[Start MATERIAL FOR THE TASK]
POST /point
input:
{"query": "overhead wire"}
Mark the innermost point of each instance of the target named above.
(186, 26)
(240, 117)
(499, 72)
[End MATERIAL FOR THE TASK]
• [EXERCISE DIRECTIONS]: Reproduce the data above word for word, keeping every line unchanged.

• [OUTPUT BELOW]:
POST /point
input:
{"query": "overhead wire"}
Mark the innermost point of each instance of the target named above.
(186, 26)
(240, 117)
(499, 72)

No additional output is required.